◆ **DO THIS**
Copy out everything in the listing below, word for word, from the line containing "In this exercise you will tag the orange" down to the end of the listing. Leave the pictures out of your answer.

BEGIN MATERIAL FOR THIS TASK

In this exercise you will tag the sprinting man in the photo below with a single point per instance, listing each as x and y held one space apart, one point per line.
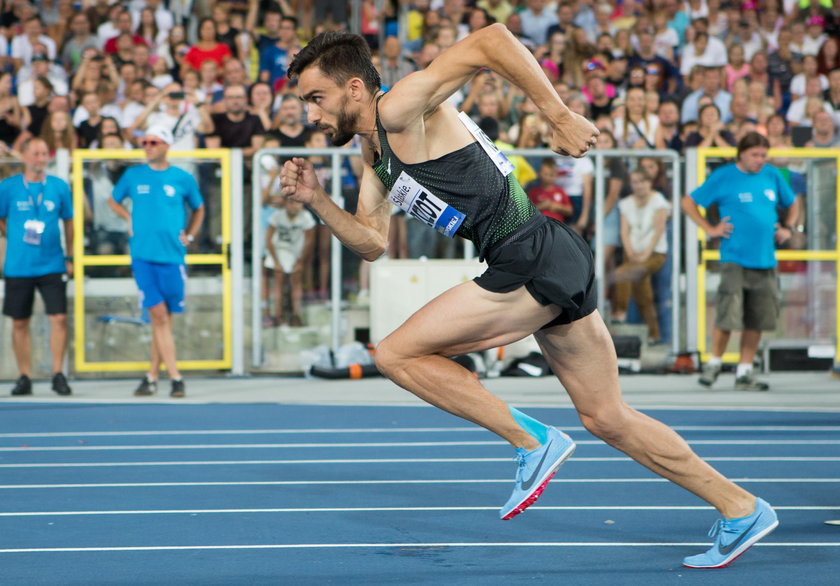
421 155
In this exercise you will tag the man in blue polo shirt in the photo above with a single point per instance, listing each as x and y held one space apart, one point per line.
749 194
32 207
160 235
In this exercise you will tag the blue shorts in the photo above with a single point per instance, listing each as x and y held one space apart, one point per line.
160 283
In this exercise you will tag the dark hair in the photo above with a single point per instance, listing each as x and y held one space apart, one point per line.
752 140
706 107
340 56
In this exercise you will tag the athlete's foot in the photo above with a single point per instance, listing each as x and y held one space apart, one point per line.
735 536
535 469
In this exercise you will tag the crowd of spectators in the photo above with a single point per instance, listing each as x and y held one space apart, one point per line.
665 74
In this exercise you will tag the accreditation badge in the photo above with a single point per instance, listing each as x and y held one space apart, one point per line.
32 232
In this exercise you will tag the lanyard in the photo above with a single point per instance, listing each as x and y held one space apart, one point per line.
35 206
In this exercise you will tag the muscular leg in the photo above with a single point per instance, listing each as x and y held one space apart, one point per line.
749 346
154 364
58 340
22 346
464 319
583 357
720 338
165 342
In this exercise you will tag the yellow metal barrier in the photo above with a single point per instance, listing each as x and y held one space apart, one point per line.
83 260
804 255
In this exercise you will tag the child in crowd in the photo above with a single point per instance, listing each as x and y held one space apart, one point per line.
289 241
549 198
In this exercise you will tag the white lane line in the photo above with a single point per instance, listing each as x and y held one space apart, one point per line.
373 510
90 448
473 429
407 545
380 461
391 482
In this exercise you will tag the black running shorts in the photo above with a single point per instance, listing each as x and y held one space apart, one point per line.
554 264
20 295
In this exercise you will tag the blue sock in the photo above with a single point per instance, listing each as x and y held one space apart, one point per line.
531 425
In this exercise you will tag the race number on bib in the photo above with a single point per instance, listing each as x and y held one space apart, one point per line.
417 202
498 158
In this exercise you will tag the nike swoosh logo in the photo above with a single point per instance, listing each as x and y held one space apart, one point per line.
727 549
527 483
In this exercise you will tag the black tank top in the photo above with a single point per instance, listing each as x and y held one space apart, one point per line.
467 179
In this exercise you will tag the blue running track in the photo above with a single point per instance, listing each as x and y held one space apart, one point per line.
275 494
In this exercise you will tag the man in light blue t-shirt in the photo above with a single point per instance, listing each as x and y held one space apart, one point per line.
33 205
160 234
749 194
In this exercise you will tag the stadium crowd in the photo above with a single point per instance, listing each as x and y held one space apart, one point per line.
652 74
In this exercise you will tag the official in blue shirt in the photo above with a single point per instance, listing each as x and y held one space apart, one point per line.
749 194
33 205
160 234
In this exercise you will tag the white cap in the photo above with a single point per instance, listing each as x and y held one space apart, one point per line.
162 132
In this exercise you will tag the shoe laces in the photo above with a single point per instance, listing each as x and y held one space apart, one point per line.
722 526
519 458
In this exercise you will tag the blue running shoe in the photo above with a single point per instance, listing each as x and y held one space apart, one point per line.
536 468
734 537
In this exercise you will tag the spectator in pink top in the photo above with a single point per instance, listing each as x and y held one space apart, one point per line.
207 47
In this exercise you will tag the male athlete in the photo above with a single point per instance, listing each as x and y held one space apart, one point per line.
421 155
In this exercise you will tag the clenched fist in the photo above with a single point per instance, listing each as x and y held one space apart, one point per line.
574 136
298 181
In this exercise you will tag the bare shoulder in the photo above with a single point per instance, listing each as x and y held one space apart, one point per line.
406 103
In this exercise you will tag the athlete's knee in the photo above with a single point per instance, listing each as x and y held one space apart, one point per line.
609 423
388 358
58 320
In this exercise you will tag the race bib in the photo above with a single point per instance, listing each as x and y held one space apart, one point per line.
498 158
32 231
417 202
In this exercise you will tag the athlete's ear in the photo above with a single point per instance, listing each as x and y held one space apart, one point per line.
357 88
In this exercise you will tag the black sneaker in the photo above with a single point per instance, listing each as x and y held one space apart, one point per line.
709 374
23 386
146 388
60 385
178 389
748 382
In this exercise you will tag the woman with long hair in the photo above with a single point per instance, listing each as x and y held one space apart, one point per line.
207 48
551 56
711 131
637 127
176 36
644 217
148 29
736 67
777 132
10 112
577 50
828 57
58 132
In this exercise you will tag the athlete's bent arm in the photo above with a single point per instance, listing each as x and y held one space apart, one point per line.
417 95
366 232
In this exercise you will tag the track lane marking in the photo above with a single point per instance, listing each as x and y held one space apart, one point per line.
407 545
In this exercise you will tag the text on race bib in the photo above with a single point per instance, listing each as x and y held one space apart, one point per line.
417 202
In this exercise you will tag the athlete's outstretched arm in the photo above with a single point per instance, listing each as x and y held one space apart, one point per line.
366 232
494 47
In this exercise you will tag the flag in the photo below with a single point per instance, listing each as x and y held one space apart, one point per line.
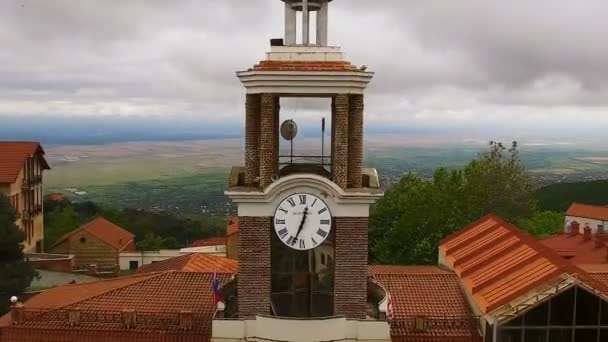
390 314
218 296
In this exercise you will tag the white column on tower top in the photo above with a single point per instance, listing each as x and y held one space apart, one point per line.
322 22
290 24
305 23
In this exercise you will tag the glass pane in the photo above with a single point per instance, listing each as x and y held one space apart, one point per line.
510 335
516 322
535 335
604 313
587 308
538 316
560 335
562 308
585 335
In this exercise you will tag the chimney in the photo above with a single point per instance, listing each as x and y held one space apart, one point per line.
586 234
574 228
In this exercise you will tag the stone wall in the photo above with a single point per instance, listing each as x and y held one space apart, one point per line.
351 267
254 266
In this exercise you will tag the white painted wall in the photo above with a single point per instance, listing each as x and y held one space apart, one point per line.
584 222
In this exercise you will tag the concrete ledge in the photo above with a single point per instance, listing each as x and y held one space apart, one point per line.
300 330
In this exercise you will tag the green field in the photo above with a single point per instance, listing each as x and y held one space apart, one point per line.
190 177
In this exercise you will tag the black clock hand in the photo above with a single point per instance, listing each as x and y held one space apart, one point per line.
301 225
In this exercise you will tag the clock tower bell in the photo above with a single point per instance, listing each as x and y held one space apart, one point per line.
303 222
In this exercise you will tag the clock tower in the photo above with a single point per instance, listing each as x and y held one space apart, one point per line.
303 235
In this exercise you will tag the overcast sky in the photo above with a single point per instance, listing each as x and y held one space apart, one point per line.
478 63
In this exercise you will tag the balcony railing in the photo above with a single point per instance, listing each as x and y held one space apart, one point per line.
31 182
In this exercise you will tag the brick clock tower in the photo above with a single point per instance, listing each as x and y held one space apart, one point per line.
303 236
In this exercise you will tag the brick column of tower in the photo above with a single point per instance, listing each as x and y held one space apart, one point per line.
355 141
254 280
267 140
340 141
252 139
350 267
277 123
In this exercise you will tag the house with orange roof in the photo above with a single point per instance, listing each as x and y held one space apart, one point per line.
493 282
98 243
21 166
594 217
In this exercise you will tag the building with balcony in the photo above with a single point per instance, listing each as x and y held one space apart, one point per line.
21 167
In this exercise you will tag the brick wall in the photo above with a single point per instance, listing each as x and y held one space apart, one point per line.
267 140
355 141
340 141
254 266
351 267
252 139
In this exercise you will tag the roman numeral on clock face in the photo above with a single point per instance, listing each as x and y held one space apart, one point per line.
291 201
282 233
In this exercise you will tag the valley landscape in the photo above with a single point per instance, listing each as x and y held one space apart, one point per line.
189 177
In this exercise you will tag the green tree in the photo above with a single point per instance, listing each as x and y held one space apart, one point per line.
543 224
408 223
16 273
60 221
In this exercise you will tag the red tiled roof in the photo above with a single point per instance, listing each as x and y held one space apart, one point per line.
577 249
598 272
105 231
430 292
160 295
589 211
56 196
212 241
497 262
195 262
233 226
304 66
13 155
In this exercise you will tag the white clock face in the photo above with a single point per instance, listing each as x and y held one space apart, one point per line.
302 221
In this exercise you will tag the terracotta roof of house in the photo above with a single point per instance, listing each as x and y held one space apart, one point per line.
577 249
497 262
157 298
195 262
304 66
212 241
598 272
589 211
233 226
105 231
56 196
430 292
13 155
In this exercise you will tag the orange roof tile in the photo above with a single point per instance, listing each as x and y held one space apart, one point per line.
233 226
577 249
195 262
426 291
596 212
105 231
212 241
497 262
159 296
304 66
13 155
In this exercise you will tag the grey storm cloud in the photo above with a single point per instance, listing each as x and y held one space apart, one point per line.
467 62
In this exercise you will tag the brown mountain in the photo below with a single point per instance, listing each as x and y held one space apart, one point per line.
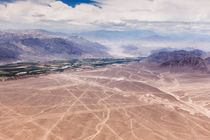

END MATERIAL FOR THIS TASK

◆ **RESPONSE**
In this exercise you will tag the orange roof tile in the photo above with a single point per instance, listing each as x and y held one space apart, one point per line.
233 226
577 249
195 262
426 291
596 212
105 231
212 241
497 262
159 296
304 66
13 155
In this exercise you will tag the grey storm cloud in the photo above with a single point per instance, listing each as x and y held one space apart, one point per line.
467 62
In this exercise you will tag the brown mountain in the photo below with a single point per instance, listing each as x and y held one space apart, one point per line.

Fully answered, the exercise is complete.